─── Supplied material ───

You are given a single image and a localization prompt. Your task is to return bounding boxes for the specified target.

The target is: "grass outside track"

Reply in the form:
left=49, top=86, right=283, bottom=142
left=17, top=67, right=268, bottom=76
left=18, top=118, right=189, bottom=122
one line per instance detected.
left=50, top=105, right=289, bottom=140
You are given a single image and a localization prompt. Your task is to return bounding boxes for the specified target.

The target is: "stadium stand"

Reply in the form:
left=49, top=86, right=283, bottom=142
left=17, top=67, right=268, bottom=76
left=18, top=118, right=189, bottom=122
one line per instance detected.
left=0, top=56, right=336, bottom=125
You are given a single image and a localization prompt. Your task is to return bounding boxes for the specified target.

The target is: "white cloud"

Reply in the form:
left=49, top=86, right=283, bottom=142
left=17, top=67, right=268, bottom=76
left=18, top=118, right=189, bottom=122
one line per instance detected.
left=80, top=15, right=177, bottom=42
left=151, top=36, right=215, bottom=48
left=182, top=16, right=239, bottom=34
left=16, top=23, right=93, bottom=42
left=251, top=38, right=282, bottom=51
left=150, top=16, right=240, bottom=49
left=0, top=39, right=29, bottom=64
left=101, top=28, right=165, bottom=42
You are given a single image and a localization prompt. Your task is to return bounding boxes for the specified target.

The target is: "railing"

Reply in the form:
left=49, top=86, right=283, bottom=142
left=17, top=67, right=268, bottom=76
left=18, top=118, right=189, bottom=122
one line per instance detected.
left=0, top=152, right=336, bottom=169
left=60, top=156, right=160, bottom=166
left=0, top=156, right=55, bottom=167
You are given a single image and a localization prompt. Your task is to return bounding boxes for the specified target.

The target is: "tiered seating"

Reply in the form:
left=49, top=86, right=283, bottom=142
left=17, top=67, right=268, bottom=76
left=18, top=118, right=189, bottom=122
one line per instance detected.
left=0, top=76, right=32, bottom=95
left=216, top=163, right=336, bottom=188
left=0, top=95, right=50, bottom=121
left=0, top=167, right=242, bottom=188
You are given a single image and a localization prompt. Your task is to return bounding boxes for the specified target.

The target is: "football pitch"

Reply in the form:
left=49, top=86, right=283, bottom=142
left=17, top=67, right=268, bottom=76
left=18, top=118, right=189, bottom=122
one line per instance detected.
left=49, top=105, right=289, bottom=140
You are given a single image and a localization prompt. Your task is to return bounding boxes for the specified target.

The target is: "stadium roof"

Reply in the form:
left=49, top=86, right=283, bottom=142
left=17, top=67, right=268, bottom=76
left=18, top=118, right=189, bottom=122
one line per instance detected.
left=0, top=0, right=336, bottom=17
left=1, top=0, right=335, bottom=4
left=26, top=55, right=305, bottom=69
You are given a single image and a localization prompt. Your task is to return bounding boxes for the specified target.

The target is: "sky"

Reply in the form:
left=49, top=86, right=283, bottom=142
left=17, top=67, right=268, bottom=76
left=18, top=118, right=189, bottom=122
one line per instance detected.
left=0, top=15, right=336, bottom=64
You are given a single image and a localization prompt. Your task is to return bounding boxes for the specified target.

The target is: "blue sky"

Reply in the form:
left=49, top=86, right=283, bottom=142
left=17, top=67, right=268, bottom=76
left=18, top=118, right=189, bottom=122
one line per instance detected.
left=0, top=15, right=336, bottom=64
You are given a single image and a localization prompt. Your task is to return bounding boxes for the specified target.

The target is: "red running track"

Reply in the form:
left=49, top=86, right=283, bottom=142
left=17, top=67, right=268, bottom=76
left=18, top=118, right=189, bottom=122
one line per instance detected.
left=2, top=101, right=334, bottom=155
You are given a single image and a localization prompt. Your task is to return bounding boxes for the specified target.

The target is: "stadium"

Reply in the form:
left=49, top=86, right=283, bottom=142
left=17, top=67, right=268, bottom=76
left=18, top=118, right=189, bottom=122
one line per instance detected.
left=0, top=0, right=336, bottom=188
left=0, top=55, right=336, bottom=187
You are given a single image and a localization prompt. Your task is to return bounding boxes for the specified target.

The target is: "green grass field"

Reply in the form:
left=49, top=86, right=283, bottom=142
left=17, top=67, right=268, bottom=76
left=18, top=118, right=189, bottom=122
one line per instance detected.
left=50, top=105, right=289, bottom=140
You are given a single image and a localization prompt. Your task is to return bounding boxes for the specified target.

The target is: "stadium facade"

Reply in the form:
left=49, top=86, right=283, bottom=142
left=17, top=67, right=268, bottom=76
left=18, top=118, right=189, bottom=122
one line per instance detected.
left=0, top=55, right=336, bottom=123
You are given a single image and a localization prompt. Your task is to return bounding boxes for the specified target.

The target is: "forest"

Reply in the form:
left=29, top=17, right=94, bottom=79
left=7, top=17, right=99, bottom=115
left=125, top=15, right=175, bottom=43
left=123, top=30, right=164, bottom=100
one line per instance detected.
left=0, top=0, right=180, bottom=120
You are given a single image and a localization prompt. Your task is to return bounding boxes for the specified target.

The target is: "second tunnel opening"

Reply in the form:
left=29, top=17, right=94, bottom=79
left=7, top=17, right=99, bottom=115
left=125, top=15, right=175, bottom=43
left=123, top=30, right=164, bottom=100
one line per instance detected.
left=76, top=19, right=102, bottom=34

───

Write every record out again, unaltered.

You are given a single image and a localization prompt. Your task is to return bounding boxes for the specified target.

The target is: "grass outside track"

Reply in the form:
left=49, top=86, right=283, bottom=142
left=17, top=67, right=268, bottom=76
left=18, top=118, right=189, bottom=122
one line per instance detected.
left=50, top=105, right=289, bottom=140
You are given a single image and a localization prompt. Your task is to return bounding boxes for the specified target.

The target is: "stadium stand"

Reply in the form:
left=49, top=86, right=283, bottom=142
left=17, top=67, right=268, bottom=76
left=18, top=118, right=189, bottom=122
one line per instance detected.
left=0, top=56, right=336, bottom=125
You are given a single image and a localization prompt. Your task is to return bounding boxes for the specified target.

The target is: "white cloud"

Reply in the form:
left=49, top=86, right=283, bottom=142
left=17, top=67, right=268, bottom=76
left=18, top=118, right=189, bottom=122
one line per instance detected.
left=80, top=15, right=177, bottom=42
left=151, top=36, right=215, bottom=48
left=182, top=16, right=239, bottom=34
left=16, top=23, right=93, bottom=42
left=251, top=38, right=282, bottom=51
left=150, top=16, right=240, bottom=49
left=0, top=39, right=29, bottom=64
left=101, top=28, right=165, bottom=42
You are given a single image and a localization prompt. Your task is to return bounding boxes for the specified target.

The target is: "railing"

Reply in the form:
left=49, top=86, right=283, bottom=142
left=17, top=67, right=268, bottom=76
left=18, top=118, right=189, bottom=122
one line per instance detected.
left=0, top=152, right=336, bottom=169
left=60, top=156, right=160, bottom=166
left=0, top=156, right=55, bottom=167
You are given a single image and a localization prompt. Your task is to return bounding boxes for the specified target.

The target is: "tiered seating"

Reply in the form:
left=49, top=86, right=283, bottom=142
left=17, top=67, right=268, bottom=76
left=18, top=118, right=189, bottom=122
one line per instance detected.
left=0, top=76, right=32, bottom=95
left=216, top=163, right=336, bottom=188
left=0, top=95, right=50, bottom=121
left=0, top=167, right=242, bottom=188
You are given a single image and a localization prompt. Your task is to return bounding boxes for the specified target.

The target is: "football pitch"

Reply in the form:
left=49, top=86, right=283, bottom=142
left=17, top=67, right=268, bottom=76
left=18, top=118, right=189, bottom=122
one line per instance detected.
left=49, top=105, right=289, bottom=140
You are given a single image and a localization prompt. Your task is to return bounding boxes for the specified target.

The target is: "stadium roof"

Reply in the form:
left=49, top=86, right=283, bottom=142
left=17, top=67, right=268, bottom=76
left=18, top=118, right=189, bottom=122
one line per instance detected.
left=0, top=0, right=336, bottom=17
left=1, top=0, right=335, bottom=4
left=26, top=55, right=305, bottom=69
You are given a single image and a localization prompt. Your task is to return bounding boxes for the specified target.

The target is: "sky"

Reply in the form:
left=49, top=86, right=283, bottom=142
left=17, top=67, right=268, bottom=76
left=18, top=118, right=189, bottom=122
one line per instance detected.
left=0, top=15, right=336, bottom=64
You are given a single image and a localization prompt. Your task is to return bounding boxes for the specified target.

The target is: "blue sky"

Reply in the form:
left=49, top=86, right=283, bottom=142
left=17, top=67, right=268, bottom=76
left=18, top=118, right=189, bottom=122
one line per instance detected.
left=0, top=15, right=336, bottom=64
You are given a single image and a localization prompt. Your task is to return bounding boxes for the specified target.

The target is: "red running track"

Reply in the form:
left=49, top=86, right=283, bottom=142
left=17, top=67, right=268, bottom=76
left=18, top=118, right=189, bottom=122
one line per instance detected.
left=2, top=101, right=334, bottom=155
You are given a single image and a localization prompt. Your task is to return bounding boxes for the specified target.

The target is: "stadium"

Reply in the form:
left=49, top=86, right=283, bottom=142
left=17, top=67, right=268, bottom=76
left=18, top=118, right=189, bottom=122
one line per instance detected.
left=0, top=0, right=336, bottom=188
left=0, top=55, right=336, bottom=187
You are given a single image and a localization prompt. Your task is to return bounding boxes for the specified target.

The target is: "green grass field"

Reply in the form:
left=49, top=86, right=283, bottom=142
left=17, top=67, right=268, bottom=76
left=18, top=118, right=189, bottom=122
one line per instance detected.
left=50, top=105, right=289, bottom=140
You are given a single image and a localization prompt. Your task is to return bounding boxes for the specified target.

The target is: "stadium facade"

Reply in the form:
left=49, top=86, right=283, bottom=142
left=17, top=67, right=268, bottom=76
left=18, top=118, right=189, bottom=122
one line per instance detected.
left=0, top=55, right=336, bottom=123
You are given a single image and a localization prompt. Your task is to return bounding boxes for the specified target.

The target is: "forest"

Reply in the form:
left=29, top=17, right=94, bottom=79
left=7, top=17, right=99, bottom=115
left=125, top=15, right=175, bottom=43
left=123, top=30, right=164, bottom=100
one line per instance detected.
left=0, top=0, right=180, bottom=120
You are given a single image and a localization prompt. Your task is to return bounding boxes for the specified target.

The target is: "second tunnel opening"

Reply in the form:
left=29, top=17, right=94, bottom=79
left=7, top=17, right=99, bottom=115
left=125, top=15, right=175, bottom=43
left=123, top=30, right=164, bottom=100
one line per instance detected.
left=76, top=19, right=102, bottom=34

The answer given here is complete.